> [SOURCE TEXT]:
★ ★ ★ ★ ★ ★ ★
Hammer, Sickle and Four logo
The Internationalist
  August 2016

No More Ayotzinapas! No More Nochixtláns!
Workers to Power from Brazil to Mexico and the U.S.!

Tri-National Day of Solidarity Action
with Mexican and Brazilian Teachers


Some 200 teachers of the CNTE (National Coordinating Committee of Education Workers) Section 22 shut down the Oaxaca state education department (IEEPO) on Wednesday, August 17, and held a meeting in solidarity with the SEPE teachers union of Rio de Janeiro. Signs say “Teachers Struggle Is International” and “From NY to Oaxaca and Rio de Janeiro, Workers to Power.” (Grupo Internacionalista)

On Wednesday, August 17, demonstrations were held in three countries and four cities in solidarity with the Mexican teachers who have been waging a courageous strike for more than three months. They are fighting against the bogus “education reform” which in fact is a capitalist attack on public education and teachers unions, not only in Mexico but around the world. In Rio de Janeiro, Oaxaca, Mexico City and New York City, teachers, students, trade unionists and activists demanded “Stop Repression of Mexican Teachers.” During the strike of the CNTE (National Coordinating Committee of Education Workers), teachers in the southern Mexican states of Chiapas, Oaxaca, Guerrero and Michoacán have braved murderous police attacks. At least a dozen teachers, parents and activists were killed by federal and state police in mid-June in Oaxaca, notably in the June 19 massacre of Nochixtlán, Oaxaca.
★ ★ ★ ★ ★ ★ ★
> [EXERCISE A]: Gather every line of the listing that contains the word "paving".
The listing that comes next is unrelated to the text above.
★ ★ ★ ★ ★ ★ ★
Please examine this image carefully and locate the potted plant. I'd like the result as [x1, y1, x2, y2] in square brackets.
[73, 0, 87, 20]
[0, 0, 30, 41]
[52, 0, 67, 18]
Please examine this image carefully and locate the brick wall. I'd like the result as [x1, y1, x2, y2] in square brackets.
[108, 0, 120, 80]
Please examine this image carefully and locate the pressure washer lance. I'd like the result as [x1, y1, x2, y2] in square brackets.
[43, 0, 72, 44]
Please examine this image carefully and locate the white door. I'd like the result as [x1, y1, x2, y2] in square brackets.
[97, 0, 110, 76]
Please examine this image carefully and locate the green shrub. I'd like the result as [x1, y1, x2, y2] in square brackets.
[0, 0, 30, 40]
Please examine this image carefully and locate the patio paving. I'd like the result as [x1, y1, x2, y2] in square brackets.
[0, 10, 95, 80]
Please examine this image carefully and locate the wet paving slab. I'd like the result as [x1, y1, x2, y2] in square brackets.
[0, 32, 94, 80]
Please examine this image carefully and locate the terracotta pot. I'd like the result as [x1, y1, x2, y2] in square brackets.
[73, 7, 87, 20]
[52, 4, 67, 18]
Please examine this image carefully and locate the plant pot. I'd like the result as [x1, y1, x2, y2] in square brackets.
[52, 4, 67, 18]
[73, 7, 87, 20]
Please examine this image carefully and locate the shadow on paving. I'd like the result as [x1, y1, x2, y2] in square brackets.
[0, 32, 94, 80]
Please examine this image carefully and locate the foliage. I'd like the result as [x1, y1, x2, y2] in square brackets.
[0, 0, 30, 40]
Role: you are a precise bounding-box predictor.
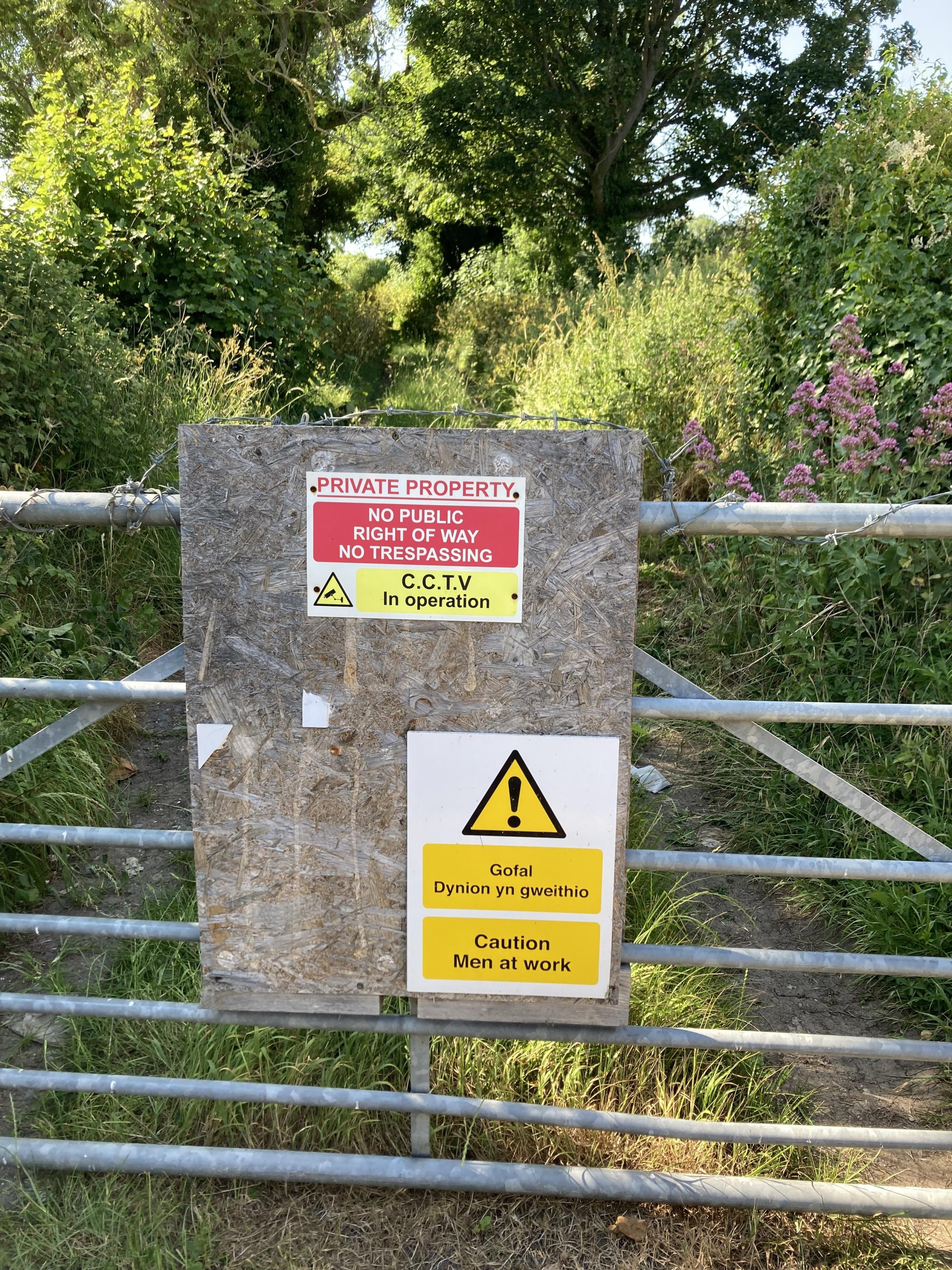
★ ★ ★ ★ ★ ★ ★
> [EXERCISE B]:
Answer these questions from the article on the teachers' solidarity day:
(i) About how many CNTE Section 22 teachers shut down the Oaxaca state education department?
(ii) In which four cities were demonstrations held on August 17?
(iii) On what date did the Nochixtlán massacre take place?

> [FULL RESPONSE A]:
Please examine this image carefully and locate the patio paving. I'd like the result as [x1, y1, x2, y2] in square brackets.
Please examine this image carefully and locate the wet paving slab. I'd like the result as [x1, y1, x2, y2] in square brackets.
Please examine this image carefully and locate the shadow on paving. I'd like the result as [x1, y1, x2, y2] in square brackets.

> [FULL RESPONSE B]:
(i) Some 200 teachers.
(ii) Rio de Janeiro, Oaxaca, Mexico City and New York City.
(iii) June 19.